WHAT IS EXPECTED:
Please reproduce each line of the data below as it stands.
SUPPLIED MATERIAL section start
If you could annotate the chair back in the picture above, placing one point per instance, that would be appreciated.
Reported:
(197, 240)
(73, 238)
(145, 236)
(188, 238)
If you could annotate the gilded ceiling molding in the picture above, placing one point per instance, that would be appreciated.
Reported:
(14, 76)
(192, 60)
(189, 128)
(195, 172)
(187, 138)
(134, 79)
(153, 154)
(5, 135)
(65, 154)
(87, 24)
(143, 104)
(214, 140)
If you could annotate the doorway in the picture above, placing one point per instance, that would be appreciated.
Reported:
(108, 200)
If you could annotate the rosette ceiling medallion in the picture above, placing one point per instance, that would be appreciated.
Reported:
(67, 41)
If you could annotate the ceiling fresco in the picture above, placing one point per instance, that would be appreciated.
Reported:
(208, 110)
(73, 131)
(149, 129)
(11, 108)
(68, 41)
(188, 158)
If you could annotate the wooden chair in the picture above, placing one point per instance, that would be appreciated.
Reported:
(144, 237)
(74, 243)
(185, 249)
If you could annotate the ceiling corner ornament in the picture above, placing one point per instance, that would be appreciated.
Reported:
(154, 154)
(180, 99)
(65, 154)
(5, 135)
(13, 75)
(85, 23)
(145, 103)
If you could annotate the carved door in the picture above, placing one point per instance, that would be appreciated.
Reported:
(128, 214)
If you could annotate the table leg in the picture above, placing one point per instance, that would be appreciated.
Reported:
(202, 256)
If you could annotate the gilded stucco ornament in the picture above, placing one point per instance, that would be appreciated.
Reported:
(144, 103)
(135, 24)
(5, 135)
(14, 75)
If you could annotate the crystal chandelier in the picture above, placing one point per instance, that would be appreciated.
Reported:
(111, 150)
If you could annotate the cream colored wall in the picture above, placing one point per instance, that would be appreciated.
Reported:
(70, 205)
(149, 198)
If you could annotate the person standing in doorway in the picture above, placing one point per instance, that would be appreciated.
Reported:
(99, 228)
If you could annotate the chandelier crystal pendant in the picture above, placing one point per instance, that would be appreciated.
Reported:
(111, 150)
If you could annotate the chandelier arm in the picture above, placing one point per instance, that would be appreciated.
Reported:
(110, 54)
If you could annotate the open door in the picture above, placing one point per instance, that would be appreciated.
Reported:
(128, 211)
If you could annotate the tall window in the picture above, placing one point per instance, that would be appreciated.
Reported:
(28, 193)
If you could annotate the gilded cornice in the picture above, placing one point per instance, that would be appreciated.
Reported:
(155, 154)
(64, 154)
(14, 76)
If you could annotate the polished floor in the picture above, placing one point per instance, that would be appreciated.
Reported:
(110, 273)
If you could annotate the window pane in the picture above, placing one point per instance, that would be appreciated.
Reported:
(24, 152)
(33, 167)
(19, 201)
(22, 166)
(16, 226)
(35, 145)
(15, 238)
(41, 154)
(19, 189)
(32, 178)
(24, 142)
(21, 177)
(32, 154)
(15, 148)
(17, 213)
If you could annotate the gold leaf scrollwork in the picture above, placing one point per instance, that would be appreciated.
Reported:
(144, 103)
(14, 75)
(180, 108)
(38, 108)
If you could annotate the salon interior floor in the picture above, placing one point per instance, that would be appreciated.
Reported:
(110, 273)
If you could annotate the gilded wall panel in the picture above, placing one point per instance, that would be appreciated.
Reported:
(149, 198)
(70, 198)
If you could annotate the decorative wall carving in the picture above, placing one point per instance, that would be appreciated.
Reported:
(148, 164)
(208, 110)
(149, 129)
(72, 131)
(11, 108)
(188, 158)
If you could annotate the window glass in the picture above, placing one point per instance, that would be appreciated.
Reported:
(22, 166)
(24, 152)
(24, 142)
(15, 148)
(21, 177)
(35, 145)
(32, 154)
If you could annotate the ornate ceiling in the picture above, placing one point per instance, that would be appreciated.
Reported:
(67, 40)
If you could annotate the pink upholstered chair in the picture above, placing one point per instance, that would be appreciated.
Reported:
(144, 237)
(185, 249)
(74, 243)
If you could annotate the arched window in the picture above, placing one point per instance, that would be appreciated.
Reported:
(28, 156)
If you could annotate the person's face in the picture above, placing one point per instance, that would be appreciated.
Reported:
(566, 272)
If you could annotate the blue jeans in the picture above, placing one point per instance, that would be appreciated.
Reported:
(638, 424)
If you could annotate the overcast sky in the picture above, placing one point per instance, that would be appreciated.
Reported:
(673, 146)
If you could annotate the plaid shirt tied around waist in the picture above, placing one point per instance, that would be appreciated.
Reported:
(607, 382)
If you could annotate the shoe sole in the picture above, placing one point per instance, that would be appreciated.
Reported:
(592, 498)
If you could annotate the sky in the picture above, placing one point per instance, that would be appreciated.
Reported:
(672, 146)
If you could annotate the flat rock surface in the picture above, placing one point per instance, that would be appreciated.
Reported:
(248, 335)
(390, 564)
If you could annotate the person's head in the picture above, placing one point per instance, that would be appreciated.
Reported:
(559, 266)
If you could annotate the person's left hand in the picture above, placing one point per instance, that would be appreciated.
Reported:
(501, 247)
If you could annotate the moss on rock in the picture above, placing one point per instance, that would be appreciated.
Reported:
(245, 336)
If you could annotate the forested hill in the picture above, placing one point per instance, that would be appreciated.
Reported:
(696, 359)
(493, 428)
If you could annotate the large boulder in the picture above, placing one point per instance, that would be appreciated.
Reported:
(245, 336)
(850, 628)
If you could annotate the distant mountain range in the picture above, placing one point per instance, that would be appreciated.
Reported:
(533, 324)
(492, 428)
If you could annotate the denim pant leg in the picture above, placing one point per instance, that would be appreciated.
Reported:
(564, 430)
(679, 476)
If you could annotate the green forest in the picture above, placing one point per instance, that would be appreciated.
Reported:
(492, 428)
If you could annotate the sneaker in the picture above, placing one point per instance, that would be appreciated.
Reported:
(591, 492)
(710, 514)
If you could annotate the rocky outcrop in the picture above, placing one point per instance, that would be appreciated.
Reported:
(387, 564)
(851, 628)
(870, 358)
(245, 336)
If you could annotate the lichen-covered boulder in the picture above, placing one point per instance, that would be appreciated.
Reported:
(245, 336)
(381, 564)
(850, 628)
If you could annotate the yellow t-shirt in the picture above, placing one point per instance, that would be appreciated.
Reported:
SUPPLIED MATERIAL section end
YOUR SOLUTION:
If you could annotate the chair back in the picture above, placing one point per instance, that would be appreciated.
Reported:
(197, 240)
(73, 238)
(145, 236)
(188, 238)
If you could annotate the gilded ceiling molding in the picture above, placing one point per instance, that would be appreciated.
Reported:
(14, 76)
(192, 60)
(189, 128)
(195, 172)
(187, 138)
(134, 79)
(153, 154)
(5, 135)
(65, 154)
(87, 24)
(143, 104)
(214, 140)
If you could annotate the doorway in the picture above, placing one point per instance, that would be appreciated.
Reported:
(108, 200)
If you could annotate the rosette ceiling medallion in the picture above, placing one point per instance, that would be appreciated.
Reported:
(67, 41)
If you could annotate the ceiling fresco in the picture above, placing one point per instance, that would be appreciated.
Reported:
(208, 110)
(73, 131)
(149, 129)
(11, 108)
(68, 41)
(188, 158)
If you could annotate the wooden chair in the picture above, placing one point per instance, that would be appreciated.
Reported:
(144, 237)
(74, 243)
(185, 249)
If you could annotate the ceiling corner ornament in the picture above, placing one point per instance, that would be appreciated.
Reported:
(154, 154)
(180, 99)
(65, 154)
(5, 135)
(13, 75)
(85, 23)
(145, 103)
If you could annotate the carved door in the picture above, placing one point per instance, that would be appreciated.
Reported:
(128, 214)
If you could annotate the table leg in the picture above, placing one point per instance, that would be appreciated.
Reported:
(202, 256)
If you could annotate the gilded stucco ornament in the picture above, placing one point per instance, that would be appreciated.
Reported:
(144, 103)
(135, 24)
(5, 135)
(14, 75)
If you could annotate the crystal chandelier in the picture above, placing one point per instance, that would be appreciated.
Reported:
(111, 150)
If you could annotate the cream colored wall in the picture above, placing one point per instance, that would be appreciated.
Reported:
(70, 205)
(149, 198)
If you could annotate the person standing in doorway in the picture above, placing one point per instance, that would be appreciated.
Reported:
(99, 228)
If you could annotate the chandelier crystal pendant in the picture above, placing one point per instance, that would be appreciated.
Reported:
(111, 150)
If you could annotate the chandelier arm in the picture above, placing one point per instance, that would be appreciated.
Reported:
(110, 54)
If you could annotate the open door in the picture above, placing one point per instance, that would be appreciated.
Reported:
(128, 211)
If you could annotate the tall window in the picture above, placing one point per instance, that would be appreciated.
Reported:
(28, 193)
If you could annotate the gilded cornice in the picture above, placing one point per instance, that would be appreciated.
Reported:
(155, 154)
(64, 154)
(14, 76)
If you could annotate the polished floor in the picture above, placing one point per instance, that would be appreciated.
Reported:
(110, 273)
If you could annotate the window pane in the picture above, placing one point per instance, that would be appreciated.
Reported:
(24, 152)
(33, 167)
(19, 201)
(22, 166)
(16, 226)
(35, 145)
(15, 238)
(41, 154)
(19, 189)
(32, 178)
(24, 142)
(21, 177)
(32, 154)
(15, 148)
(17, 213)
If you could annotate the gold leaf scrollwork in the picture above, placing one point per instance, that would be appreciated.
Reported:
(144, 103)
(14, 75)
(180, 108)
(38, 108)
If you could annotate the salon interior floor in the picture above, placing one point per instance, that would be appreciated.
Reported:
(110, 273)
If you could annotate the gilded wall panel in the picture above, placing one point per instance, that would be appreciated.
Reported:
(149, 198)
(70, 198)
If you could annotate the decorative wall carving in the picture above, placing one point per instance, that would be appreciated.
Reported:
(148, 164)
(208, 110)
(149, 129)
(72, 131)
(11, 108)
(188, 158)
If you could annotate the window glass in the picture above, placing one point per instance, that would be appreciated.
Reported:
(22, 166)
(24, 152)
(24, 142)
(15, 148)
(21, 177)
(35, 145)
(32, 154)
If you could annotate the ornate ceiling in the picture above, placing one point per instance, that would be appreciated.
Reported:
(67, 40)
If you could annotate the pink upholstered chair in the picture above, placing one point per instance, that would be appreciated.
Reported:
(144, 237)
(185, 249)
(74, 243)
If you could annotate the arched window in the picture above, placing one point per instance, that would be appreciated.
Reported:
(28, 156)
If you could annotate the person's face in the picture above, placing one point per instance, that would be appreciated.
Reported:
(566, 272)
If you could annotate the blue jeans in the picture above, placing one point per instance, that would be appreciated.
Reported:
(638, 424)
If you could annotate the overcast sky in the picture above, placing one point per instance, that would be appreciated.
Reported:
(673, 146)
If you could annotate the plaid shirt tied around waist in the picture above, placing one point per instance, that would be appreciated.
Reported:
(607, 382)
If you could annotate the shoe sole in the picture above, placing one point per instance, that would be appreciated.
Reported:
(592, 498)
If you could annotate the sky in the picture above, placing one point per instance, that would be appreciated.
Reported:
(672, 146)
If you could annotate the flat rock surface in the picture above, placing one point per instance, that would be appreciated.
Reported:
(248, 335)
(390, 564)
If you could annotate the person's head in the picture above, placing one point per instance, that would be appreciated.
Reported:
(559, 266)
If you could annotate the person's left hand in the picture above, placing one point per instance, that would be appreciated.
Reported:
(501, 247)
If you could annotate the moss on rock in the picture above, placing one point per instance, that would be appreciated.
Reported:
(245, 336)
If you could annotate the forested hill in the picture above, placing one point per instance, that would be appreciated.
Reported:
(696, 359)
(493, 428)
If you could annotate the large boulder in the picture above, placing one point per instance, that would be appreciated.
Reported:
(245, 336)
(850, 628)
If you could annotate the distant mountain range in the picture above, placing one point per instance, that would be appreciated.
Reported:
(533, 324)
(492, 428)
If you could annotate the denim pant leg in the picture above, placing one point per instance, that would be appreciated.
Reported:
(564, 430)
(679, 476)
If you could annotate the green forest in the picture above, placing one point per instance, that would be appreciated.
Reported:
(492, 428)
If you could annotate the sneaker in the picture above, placing one point per instance, that would be appreciated.
Reported:
(591, 492)
(710, 514)
If you could annotate the rocky outcrop in the picture above, placing one point per instance, that would be appreciated.
Reported:
(387, 564)
(851, 628)
(870, 358)
(245, 336)
If you could annotate the lichen-covered boulder in the picture above, placing one point per instance, that would be appreciated.
Reported:
(245, 336)
(381, 564)
(850, 628)
If you could annotate the yellow t-shirt in the picture above, placing one point per instance, that would be appreciated.
Reported:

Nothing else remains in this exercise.